Here is a guide for video bios flashing: http://forums.techpowerup.com/showthread.php?t=11

BTW, is this the one with the green on the heatsink or the red one?  The red one (extreme edition, I think) is guaranteed to have 1.6 ns memory chips, but then the green one has them sometimes, too.  There are three people I know of so far that have said their's has the 1.6 ns chips (mine was one of them).  I guess the green one having them is less rare than I thought.


----------



## maccrow (Nov 9, 2005)

My heatsink have a ET in love green like this one. 

But I have some doubts ... there some probleme running Samsung 1.6 in 2.0 bios ?


----------



## ShadowFlare (Nov 9, 2005)

maccrow said:
			
		

> My heatsink have a ET in love green like this one.
> 
> But I have some doubts ... there some probleme running Samsung 1.6 in 2.0 bios ?


So you were lucky and got one of the ones with 1.6 ns chips on the one that isn't guaranteed to have them.   If you change the heatsink/fan for something better and put ramsinks on the memory, you'll have a card better than the extreme edition that I mentioned.

§ **Dataset entries**
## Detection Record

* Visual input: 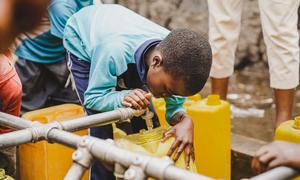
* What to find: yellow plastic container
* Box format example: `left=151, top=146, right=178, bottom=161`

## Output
left=0, top=169, right=14, bottom=180
left=19, top=104, right=88, bottom=180
left=275, top=116, right=300, bottom=143
left=114, top=127, right=197, bottom=172
left=154, top=95, right=231, bottom=179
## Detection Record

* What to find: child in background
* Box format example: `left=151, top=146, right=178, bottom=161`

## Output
left=15, top=0, right=93, bottom=112
left=64, top=5, right=211, bottom=180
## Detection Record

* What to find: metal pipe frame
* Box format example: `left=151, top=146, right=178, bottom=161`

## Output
left=0, top=108, right=210, bottom=180
left=251, top=166, right=300, bottom=180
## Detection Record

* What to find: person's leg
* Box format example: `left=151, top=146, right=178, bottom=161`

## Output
left=0, top=54, right=22, bottom=134
left=259, top=0, right=300, bottom=126
left=43, top=60, right=79, bottom=104
left=67, top=53, right=115, bottom=180
left=274, top=89, right=295, bottom=127
left=207, top=0, right=243, bottom=99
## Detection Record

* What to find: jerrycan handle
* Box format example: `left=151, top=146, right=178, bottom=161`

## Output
left=293, top=116, right=300, bottom=130
left=206, top=94, right=221, bottom=106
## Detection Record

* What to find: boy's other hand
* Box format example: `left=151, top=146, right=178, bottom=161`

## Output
left=251, top=141, right=300, bottom=173
left=122, top=89, right=152, bottom=109
left=162, top=115, right=195, bottom=169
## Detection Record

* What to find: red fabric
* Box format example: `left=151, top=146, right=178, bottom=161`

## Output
left=0, top=53, right=22, bottom=134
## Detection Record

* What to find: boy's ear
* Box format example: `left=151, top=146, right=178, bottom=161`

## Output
left=151, top=55, right=163, bottom=68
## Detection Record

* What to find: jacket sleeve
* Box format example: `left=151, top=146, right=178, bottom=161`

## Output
left=84, top=45, right=129, bottom=111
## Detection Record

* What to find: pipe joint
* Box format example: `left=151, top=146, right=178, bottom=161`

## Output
left=124, top=165, right=147, bottom=180
left=72, top=136, right=94, bottom=169
left=145, top=156, right=175, bottom=179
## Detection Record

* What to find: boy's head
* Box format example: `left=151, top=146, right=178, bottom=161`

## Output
left=147, top=29, right=212, bottom=97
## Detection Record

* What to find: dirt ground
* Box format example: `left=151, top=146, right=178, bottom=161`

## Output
left=201, top=63, right=300, bottom=142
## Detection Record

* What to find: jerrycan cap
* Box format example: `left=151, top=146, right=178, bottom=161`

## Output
left=206, top=94, right=221, bottom=106
left=293, top=116, right=300, bottom=130
left=188, top=94, right=201, bottom=101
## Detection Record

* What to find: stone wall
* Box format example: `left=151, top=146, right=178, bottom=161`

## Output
left=104, top=0, right=266, bottom=67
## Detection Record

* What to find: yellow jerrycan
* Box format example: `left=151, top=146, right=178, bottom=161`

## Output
left=274, top=116, right=300, bottom=180
left=153, top=95, right=231, bottom=179
left=0, top=169, right=14, bottom=180
left=114, top=127, right=197, bottom=173
left=19, top=104, right=88, bottom=180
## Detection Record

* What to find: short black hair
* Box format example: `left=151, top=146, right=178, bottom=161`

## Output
left=157, top=29, right=212, bottom=94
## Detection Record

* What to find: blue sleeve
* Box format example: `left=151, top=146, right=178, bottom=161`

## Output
left=165, top=96, right=186, bottom=124
left=48, top=1, right=77, bottom=39
left=84, top=45, right=129, bottom=112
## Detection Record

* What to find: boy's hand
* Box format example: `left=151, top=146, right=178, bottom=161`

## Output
left=252, top=141, right=300, bottom=173
left=162, top=114, right=195, bottom=169
left=122, top=89, right=152, bottom=109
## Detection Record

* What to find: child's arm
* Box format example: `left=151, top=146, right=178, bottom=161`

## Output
left=122, top=89, right=152, bottom=109
left=84, top=45, right=134, bottom=112
left=162, top=96, right=195, bottom=168
left=252, top=141, right=300, bottom=173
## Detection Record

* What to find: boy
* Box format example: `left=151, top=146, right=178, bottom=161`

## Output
left=15, top=0, right=92, bottom=112
left=64, top=5, right=211, bottom=179
left=252, top=141, right=300, bottom=173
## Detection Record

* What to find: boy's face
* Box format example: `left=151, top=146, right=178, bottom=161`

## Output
left=147, top=59, right=190, bottom=98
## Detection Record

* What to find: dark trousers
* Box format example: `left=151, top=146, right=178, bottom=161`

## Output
left=15, top=58, right=79, bottom=112
left=67, top=53, right=159, bottom=180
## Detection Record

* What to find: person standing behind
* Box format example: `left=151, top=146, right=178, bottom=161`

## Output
left=207, top=0, right=300, bottom=126
left=0, top=51, right=22, bottom=134
left=15, top=0, right=93, bottom=112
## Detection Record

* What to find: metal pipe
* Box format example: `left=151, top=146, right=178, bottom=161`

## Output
left=47, top=129, right=82, bottom=149
left=0, top=129, right=33, bottom=149
left=0, top=112, right=32, bottom=129
left=59, top=108, right=146, bottom=131
left=64, top=162, right=86, bottom=180
left=89, top=137, right=211, bottom=180
left=0, top=108, right=209, bottom=180
left=250, top=166, right=300, bottom=180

§ **Aim**
Please rewrite everything in the forum thread from "BTW, is this" down to "maccrow (Nov 9, 2005)", putting "green card" wherever "green one" appears. The listing comes from a separate source.

§ **Exercise output**
BTW, is this the one with the green on the heatsink or the red one?  The red one (extreme edition, I think) is guaranteed to have 1.6 ns memory chips, but then the green card has them sometimes, too.  There are three people I know of so far that have said their's has the 1.6 ns chips (mine was one of them).  I guess the green card having them is less rare than I thought.


----------



## maccrow (Nov 9, 2005)